- **Requisitos del problema**
Traduce al inglés esta oración del texto sobre el azúcar de caña y el jarabe de maíz: "El cuerpo humano no distingue si esas moléculas vienen de un cultivo de caña en América Latina o de maíz subsidiado en el medio oeste estadounidense."

- **Fragmento citado**
Javier Maruri Vargas
Académico Nutrición y Dietética
Universidad Andrés Bello
La reciente declaración de Donald Trump sobre un posible regreso de Coca-Cola a su fórmula original con azúcar de caña no es solo anecdótica. Es una jugada cuidadosamente pensada, que activa símbolos culturales, económicos y también nutricionales. Para muchos, el azúcar de caña representa una idea de lo auténtico, de lo “natural”, mientras que el jarabe de maíz —ampliamente usado en Estados Unidos— arrastra una imagen negativa, asociada a la sobreindustrialización de la alimentación.
Pero más allá de ese relato simbólico, la pregunta relevante es si realmente hay una diferencia en términos de salud entre ambos ingredientes. Desde la bioquímica, ambos entregan glucosa y fructosa: equivalentes en aporte calórico y en su impacto metabólico. El cuerpo humano no distingue si esas moléculas vienen de un cultivo de caña en América Latina o de maíz subsidiado en el medio oeste estadounidense. Puede haber ligeras variaciones en su absorción, pero ninguna con implicancia significativa para la salud pública. Si bien algunos estudios han sugerido que el jarabe de maíz de alta fructosa, por su mayor proporción de fructosa libre, podría tener un efecto más marcado en la lipogénesis hepática o la resistencia a la insulina, estas diferencias son marginales frente al impacto global del exceso de azúcar en la dieta.

- **Datos almacenados**

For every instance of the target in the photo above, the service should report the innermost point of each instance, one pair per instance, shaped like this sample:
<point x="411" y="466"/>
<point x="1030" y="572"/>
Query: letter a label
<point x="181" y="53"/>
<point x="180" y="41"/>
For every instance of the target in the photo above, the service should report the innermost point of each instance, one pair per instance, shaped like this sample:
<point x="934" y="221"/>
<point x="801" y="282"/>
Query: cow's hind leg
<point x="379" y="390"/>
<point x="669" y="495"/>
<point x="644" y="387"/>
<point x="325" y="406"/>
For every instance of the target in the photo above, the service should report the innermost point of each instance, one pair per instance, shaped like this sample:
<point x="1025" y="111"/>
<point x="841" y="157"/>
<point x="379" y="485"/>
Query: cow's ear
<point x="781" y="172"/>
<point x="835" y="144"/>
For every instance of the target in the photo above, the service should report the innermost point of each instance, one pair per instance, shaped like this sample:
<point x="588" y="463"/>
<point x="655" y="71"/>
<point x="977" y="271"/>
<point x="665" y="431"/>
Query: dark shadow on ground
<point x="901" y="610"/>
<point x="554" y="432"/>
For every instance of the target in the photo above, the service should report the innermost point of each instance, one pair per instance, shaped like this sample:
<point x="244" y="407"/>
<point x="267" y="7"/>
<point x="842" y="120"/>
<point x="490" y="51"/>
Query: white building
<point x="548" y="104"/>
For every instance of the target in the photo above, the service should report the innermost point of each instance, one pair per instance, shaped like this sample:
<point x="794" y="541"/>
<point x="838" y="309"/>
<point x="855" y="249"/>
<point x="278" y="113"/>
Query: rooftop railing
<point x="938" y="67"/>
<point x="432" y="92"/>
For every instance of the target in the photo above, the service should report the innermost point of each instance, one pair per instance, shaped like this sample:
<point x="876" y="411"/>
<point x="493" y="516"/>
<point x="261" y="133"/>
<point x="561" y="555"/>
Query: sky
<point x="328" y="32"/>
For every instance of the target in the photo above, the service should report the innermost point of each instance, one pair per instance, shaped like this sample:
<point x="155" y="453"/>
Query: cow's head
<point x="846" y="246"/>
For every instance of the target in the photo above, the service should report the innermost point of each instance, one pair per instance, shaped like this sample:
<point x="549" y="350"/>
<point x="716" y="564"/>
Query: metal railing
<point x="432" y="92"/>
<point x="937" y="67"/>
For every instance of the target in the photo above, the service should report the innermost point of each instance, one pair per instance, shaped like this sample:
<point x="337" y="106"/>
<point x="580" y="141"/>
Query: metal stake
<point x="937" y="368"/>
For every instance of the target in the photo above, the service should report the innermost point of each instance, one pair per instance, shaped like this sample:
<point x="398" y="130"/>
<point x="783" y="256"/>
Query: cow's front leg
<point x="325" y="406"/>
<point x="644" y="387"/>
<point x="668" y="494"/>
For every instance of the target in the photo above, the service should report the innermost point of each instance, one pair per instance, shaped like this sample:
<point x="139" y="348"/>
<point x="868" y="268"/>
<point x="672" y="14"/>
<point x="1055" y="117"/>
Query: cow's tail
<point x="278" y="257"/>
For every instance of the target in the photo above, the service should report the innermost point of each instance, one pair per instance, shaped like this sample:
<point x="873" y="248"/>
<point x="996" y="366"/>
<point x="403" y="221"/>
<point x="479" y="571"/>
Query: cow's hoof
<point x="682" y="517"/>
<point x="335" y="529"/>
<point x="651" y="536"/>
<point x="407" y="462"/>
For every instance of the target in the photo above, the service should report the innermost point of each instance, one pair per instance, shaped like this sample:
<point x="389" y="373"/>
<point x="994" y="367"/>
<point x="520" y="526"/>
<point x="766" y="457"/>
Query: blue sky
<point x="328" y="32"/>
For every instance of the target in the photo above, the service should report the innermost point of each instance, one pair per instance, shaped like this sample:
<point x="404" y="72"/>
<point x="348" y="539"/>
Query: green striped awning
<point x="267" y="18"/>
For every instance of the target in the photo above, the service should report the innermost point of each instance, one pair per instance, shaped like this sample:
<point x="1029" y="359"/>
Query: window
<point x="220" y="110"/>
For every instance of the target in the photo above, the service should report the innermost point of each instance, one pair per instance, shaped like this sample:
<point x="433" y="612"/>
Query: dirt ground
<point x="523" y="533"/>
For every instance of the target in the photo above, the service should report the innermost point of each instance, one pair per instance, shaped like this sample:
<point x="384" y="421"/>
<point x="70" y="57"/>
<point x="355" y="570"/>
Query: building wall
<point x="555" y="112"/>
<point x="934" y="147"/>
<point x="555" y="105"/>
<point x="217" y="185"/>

- **Solución del problema**
The human body does not distinguish whether those molecules come from a sugarcane crop in Latin America or from subsidized corn in the American Midwest.